---- DATA FOR THIS TASK

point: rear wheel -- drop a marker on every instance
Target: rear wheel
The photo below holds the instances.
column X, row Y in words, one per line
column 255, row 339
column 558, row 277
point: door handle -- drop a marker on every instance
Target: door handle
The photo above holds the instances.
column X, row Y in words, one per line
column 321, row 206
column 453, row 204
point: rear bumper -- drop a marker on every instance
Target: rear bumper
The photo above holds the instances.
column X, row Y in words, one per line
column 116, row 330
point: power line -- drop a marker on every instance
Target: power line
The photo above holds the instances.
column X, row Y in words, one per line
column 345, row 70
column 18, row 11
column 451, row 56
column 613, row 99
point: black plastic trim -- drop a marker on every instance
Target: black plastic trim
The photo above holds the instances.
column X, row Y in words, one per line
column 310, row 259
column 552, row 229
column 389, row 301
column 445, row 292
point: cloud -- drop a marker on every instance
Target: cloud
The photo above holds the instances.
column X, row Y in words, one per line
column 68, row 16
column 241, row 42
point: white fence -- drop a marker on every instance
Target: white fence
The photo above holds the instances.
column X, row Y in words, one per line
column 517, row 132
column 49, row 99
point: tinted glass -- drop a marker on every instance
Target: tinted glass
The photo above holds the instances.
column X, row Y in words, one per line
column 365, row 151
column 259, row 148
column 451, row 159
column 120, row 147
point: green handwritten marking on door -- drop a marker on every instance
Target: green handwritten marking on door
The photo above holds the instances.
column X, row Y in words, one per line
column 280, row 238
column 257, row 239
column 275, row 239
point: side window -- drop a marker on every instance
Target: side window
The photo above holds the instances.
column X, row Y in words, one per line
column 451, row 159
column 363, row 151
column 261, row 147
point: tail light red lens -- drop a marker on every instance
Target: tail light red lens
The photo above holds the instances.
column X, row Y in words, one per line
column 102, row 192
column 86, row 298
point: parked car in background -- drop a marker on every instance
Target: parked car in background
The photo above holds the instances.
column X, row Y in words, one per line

--------

WHAT NEEDS TO BE DONE: All lines of the data that hold "side" need to be copied.

RESPONSE BELOW:
point: side window -- drop a marker on every instance
Target: side window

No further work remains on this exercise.